◆ BRONTEKST ◆
------------------------------

PEDAGOGISCHE EN DIDACTISCHE WENKEN -
Dit vak TV Verwerking en verkoop van hoeveproducten kan niet los gezien worden van het vak PV Stages en PV Project/Seminarie.De bovenstaande theoretische leerinhouden krijgen binnen de vakken stages en projecten/seminaries een praktische vertaling.
-
Leerlingen die geïnteresseerd zijn in het vak verwerking en verkoop van hoeveproducten moeten een periode stage lopen op een bedrijf dat thuis verwerking en thuisverkoop op een professionele manier aanbiedt. Zodoende worden de leerlingen geconfronteerd met de reële praktijksituatie en maken ze ook kennis met de mogelijkheden en beperkingen ervan. Ook het bereiden van hoeveproducten bij een gespecialiseerd bedrijf en/of een praktijkschool behoort tot de mogelijkheden.

------------------------------

◆ GEGEVENSUITTREKSEL ◆
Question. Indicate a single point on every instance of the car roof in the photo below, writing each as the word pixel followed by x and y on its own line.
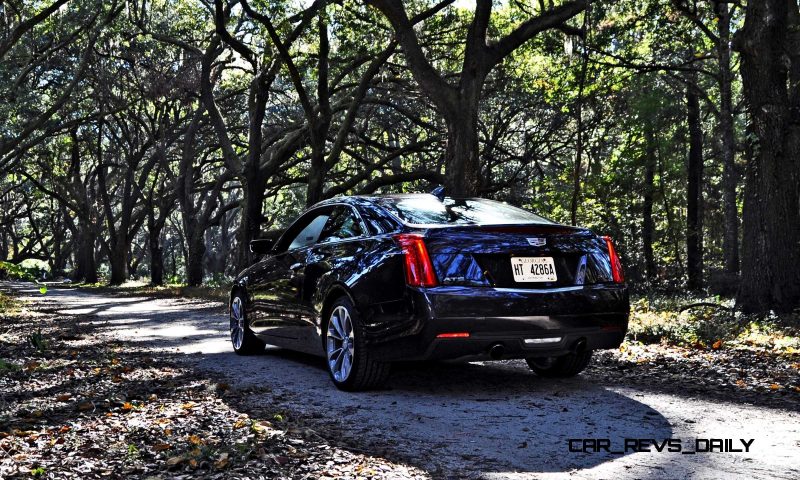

------------------------------

◆ UIT TE VOEREN TAKEN ◆
1) Bij welk soort bedrijf moeten geïnteresseerde leerlingen volgens de brontekst een periode stage lopen?
2) Herhaal woordelijk het gedeelte van de brontekst van "PEDAGOGISCHE EN DIDACTISCHE" tot en met "tot de mogelijkheden.".
3) Vertaal de volgende zin uit de brontekst in het Engels: "Zodoende worden de leerlingen geconfronteerd met de reële praktijksituatie en maken ze ook kennis met de mogelijkheden en beperkingen ervan."

◆ OPLOSSINGEN PER TAAK ◆
1) Bij een bedrijf dat thuis verwerking en thuisverkoop op een professionele manier aanbiedt.

2)
PEDAGOGISCHE EN DIDACTISCHE WENKEN -
Dit vak TV Verwerking en verkoop van hoeveproducten kan niet los gezien worden van het vak PV Stages en PV Project/Seminarie.De bovenstaande theoretische leerinhouden krijgen binnen de vakken stages en projecten/seminaries een praktische vertaling.
-
Leerlingen die geïnteresseerd zijn in het vak verwerking en verkoop van hoeveproducten moeten een periode stage lopen op een bedrijf dat thuis verwerking en thuisverkoop op een professionele manier aanbiedt. Zodoende worden de leerlingen geconfronteerd met de reële praktijksituatie en maken ze ook kennis met de mogelijkheden en beperkingen ervan. Ook het bereiden van hoeveproducten bij een gespecialiseerd bedrijf en/of een praktijkschool behoort tot de mogelijkheden.

3) In this way, the students are confronted with the real practical situation and also become acquainted with its possibilities and limitations.